§ THE REQUEST: Rewrite the records below with "green tree" changed to "tall tree" and everything else kept the same. Leave the pictures out of your answer.

Data extracted from a collection:
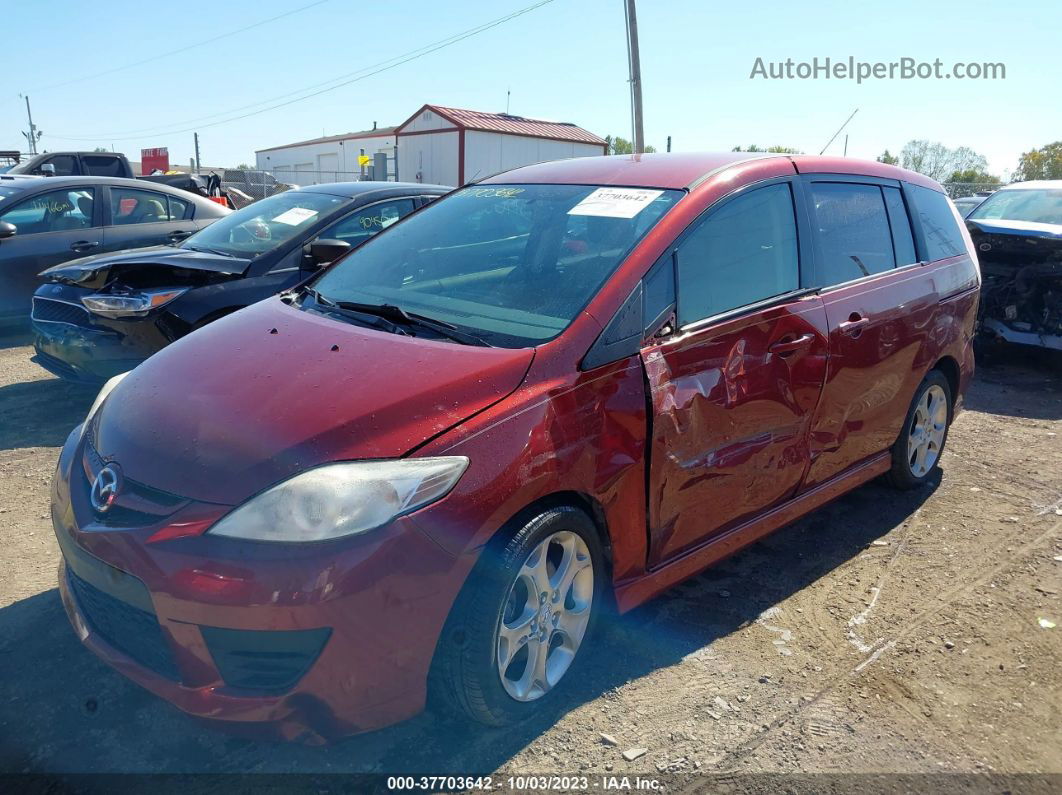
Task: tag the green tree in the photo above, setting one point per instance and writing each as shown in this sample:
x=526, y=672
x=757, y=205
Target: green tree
x=939, y=162
x=619, y=145
x=775, y=149
x=1041, y=163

§ RESULT:
Task: tag the tall tree in the photo above, setting one point per instance and writing each as shown in this sample:
x=526, y=672
x=757, y=205
Target: tall tree
x=939, y=162
x=619, y=145
x=775, y=149
x=1041, y=163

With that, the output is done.